**Directive**
Recast all the rows below as a Markdown table with the columns "No." and "Line", giving each line its own number and leaving out blank lines. Leave the pictures out of the answer.

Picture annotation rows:
--- --- ---

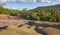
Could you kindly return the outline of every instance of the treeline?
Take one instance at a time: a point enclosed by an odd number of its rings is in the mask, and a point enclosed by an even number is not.
[[[32,10],[13,10],[0,6],[0,14],[19,16],[29,20],[60,22],[60,8],[36,8]]]

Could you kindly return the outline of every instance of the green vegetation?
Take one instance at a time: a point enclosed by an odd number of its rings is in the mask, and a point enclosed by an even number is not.
[[[19,16],[29,20],[60,22],[60,8],[36,8],[32,10],[13,10],[0,6],[0,14]]]
[[[0,35],[40,35],[35,30],[26,27],[18,28],[14,25],[8,26],[7,29],[0,31]]]

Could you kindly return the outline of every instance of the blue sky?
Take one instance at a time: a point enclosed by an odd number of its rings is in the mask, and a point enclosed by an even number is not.
[[[34,9],[39,6],[49,6],[49,5],[55,5],[55,4],[60,4],[60,0],[52,0],[51,2],[36,2],[36,3],[7,3],[4,5],[6,8],[13,8],[13,9]]]

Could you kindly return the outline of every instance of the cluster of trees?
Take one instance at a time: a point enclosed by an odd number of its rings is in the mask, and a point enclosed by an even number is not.
[[[0,6],[0,14],[19,16],[29,20],[60,22],[60,8],[36,8],[32,10],[13,10]]]
[[[26,19],[60,22],[60,8],[36,8],[23,12],[21,15]]]

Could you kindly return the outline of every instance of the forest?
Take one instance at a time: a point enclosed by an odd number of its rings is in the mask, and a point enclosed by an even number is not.
[[[39,7],[31,10],[14,10],[0,5],[0,14],[18,16],[28,20],[60,22],[60,8]]]

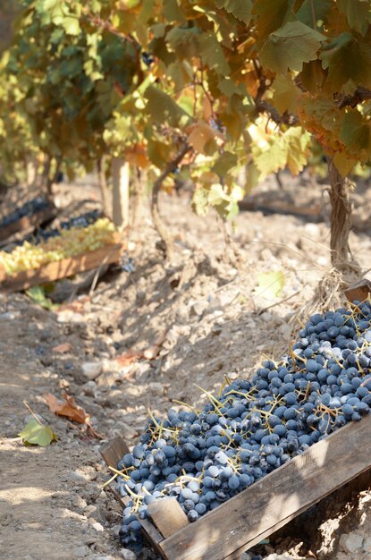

--- --- ---

**Reply**
| No. | Line |
|---|---|
| 1 | Could you kindly return the outline of every instance of the treeline? |
| 2 | Take one instance at a time: a point enclosed by an odd number of its rings is in the mask, and a point enclosed by an even number is not. |
| 3 | [[[32,10],[13,10],[0,6],[0,14],[19,16],[29,20],[60,22],[60,8],[36,8]]] |
| 4 | Could you kindly return the outline of every instance of the green vegetation? |
| 5 | Take one instance at a time: a point enclosed by an odd number of its rings is in the mask, and a point enclosed by an even number is not. |
| 6 | [[[19,16],[29,20],[60,22],[60,8],[36,8],[32,10],[13,10],[0,6],[0,14]]] |
| 7 | [[[0,35],[40,35],[35,30],[26,27],[18,28],[14,25],[8,26],[7,29],[0,31]]] |
| 8 | Could you kindly return the outline of every instance of the blue sky? |
| 9 | Take one instance at a time: a point enclosed by an odd number of its rings is in the mask, and a point enclosed by an even number is not. |
| 10 | [[[34,9],[39,6],[49,6],[49,5],[55,5],[55,4],[60,4],[60,0],[52,0],[51,2],[36,2],[36,3],[7,3],[4,5],[6,8],[13,8],[13,9]]] |
| 11 | Could you kindly return the outline of every instance of the cluster of trees? |
| 12 | Take one instance at a time: a point enclosed by an odd number of its rings is in the mask, and a point enclosed by an even number is not. |
| 13 | [[[0,6],[0,14],[19,16],[29,20],[60,22],[60,8],[36,8],[32,10],[13,10]]] |
| 14 | [[[26,19],[60,22],[60,8],[36,8],[23,12],[21,15]]] |
| 15 | Could you kindly return the outline of every instance of the forest? |
| 16 | Take one instance at a time: a point enclosed by an odd number of its rings is in the mask, and a point enclosed by an even number is not. |
| 17 | [[[39,7],[31,10],[14,10],[0,5],[0,14],[18,16],[28,20],[60,22],[60,8]]] |